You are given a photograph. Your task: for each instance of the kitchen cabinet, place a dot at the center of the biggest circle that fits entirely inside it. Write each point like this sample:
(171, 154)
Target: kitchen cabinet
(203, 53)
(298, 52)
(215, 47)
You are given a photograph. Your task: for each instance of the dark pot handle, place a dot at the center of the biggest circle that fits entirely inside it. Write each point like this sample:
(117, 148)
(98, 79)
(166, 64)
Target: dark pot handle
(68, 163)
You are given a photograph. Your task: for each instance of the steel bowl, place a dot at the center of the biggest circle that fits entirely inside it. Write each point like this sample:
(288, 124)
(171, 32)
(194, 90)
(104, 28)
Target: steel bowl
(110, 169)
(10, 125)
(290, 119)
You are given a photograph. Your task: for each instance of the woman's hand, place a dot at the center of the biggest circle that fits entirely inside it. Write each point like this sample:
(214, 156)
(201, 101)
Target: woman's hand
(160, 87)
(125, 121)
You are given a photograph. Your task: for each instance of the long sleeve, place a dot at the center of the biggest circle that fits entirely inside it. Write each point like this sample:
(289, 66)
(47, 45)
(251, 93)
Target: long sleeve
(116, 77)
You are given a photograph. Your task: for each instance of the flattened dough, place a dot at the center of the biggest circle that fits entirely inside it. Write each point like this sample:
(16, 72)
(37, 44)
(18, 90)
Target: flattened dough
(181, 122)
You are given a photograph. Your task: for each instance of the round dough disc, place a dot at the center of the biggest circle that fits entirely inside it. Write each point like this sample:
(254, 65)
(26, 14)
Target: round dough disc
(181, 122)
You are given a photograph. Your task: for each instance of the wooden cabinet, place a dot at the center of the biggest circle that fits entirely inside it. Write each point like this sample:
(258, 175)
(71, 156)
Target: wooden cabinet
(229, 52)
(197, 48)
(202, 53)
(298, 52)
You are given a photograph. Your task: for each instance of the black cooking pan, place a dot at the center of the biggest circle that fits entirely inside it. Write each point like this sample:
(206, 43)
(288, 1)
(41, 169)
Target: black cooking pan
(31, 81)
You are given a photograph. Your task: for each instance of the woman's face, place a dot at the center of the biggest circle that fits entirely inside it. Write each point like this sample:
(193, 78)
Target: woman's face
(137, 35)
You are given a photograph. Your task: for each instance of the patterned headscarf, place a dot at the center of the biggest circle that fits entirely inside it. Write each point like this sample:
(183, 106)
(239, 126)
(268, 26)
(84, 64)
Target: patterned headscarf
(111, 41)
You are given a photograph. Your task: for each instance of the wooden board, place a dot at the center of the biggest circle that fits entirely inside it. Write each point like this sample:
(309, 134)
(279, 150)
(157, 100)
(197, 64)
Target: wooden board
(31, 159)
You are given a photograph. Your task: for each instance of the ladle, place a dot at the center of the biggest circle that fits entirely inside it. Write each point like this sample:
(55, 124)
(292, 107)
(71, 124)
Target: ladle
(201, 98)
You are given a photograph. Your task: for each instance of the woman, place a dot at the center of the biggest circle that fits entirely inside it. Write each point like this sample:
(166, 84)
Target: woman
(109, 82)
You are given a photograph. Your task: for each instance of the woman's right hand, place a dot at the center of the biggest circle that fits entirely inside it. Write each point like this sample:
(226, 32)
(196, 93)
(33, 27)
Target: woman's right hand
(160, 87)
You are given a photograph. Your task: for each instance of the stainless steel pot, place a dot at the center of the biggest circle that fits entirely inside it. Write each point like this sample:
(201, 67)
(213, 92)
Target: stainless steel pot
-- -- --
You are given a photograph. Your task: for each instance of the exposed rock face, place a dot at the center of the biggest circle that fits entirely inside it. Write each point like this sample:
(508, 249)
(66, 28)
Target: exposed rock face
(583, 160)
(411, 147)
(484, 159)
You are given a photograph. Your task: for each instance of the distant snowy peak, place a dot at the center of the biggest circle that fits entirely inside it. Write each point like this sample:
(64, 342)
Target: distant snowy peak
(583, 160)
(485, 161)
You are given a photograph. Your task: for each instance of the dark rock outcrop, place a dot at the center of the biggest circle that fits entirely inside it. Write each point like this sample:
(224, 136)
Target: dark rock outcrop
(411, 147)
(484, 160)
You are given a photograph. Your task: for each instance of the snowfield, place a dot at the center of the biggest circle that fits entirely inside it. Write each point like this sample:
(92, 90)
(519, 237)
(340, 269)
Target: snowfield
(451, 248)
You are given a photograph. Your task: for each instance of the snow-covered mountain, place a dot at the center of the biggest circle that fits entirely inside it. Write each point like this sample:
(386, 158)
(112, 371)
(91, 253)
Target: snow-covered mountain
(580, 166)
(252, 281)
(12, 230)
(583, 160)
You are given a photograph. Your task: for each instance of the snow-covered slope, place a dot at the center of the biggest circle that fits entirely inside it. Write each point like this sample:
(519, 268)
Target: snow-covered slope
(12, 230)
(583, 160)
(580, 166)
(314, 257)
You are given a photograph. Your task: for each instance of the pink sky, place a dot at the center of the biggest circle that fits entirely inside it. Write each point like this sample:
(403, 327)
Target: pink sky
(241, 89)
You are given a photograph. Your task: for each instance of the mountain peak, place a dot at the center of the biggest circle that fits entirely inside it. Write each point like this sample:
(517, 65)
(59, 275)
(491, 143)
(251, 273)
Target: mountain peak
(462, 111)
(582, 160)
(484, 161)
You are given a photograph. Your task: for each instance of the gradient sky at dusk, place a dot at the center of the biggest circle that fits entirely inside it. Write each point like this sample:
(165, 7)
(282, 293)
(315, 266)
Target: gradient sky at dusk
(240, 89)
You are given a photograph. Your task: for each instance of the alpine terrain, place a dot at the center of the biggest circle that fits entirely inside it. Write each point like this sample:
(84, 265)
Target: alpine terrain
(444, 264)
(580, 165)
-- -- --
* EXERCISE INSTRUCTIONS: Your response should be the lines of the entries above that include the string "stainless".

* RESPONSE AREA:
You are given a photograph. Your task: for each instance of the stainless steel pot, place a dot at the center of the biggest circle that fits entirely inside it. Write each point like this sample:
Target: stainless steel pot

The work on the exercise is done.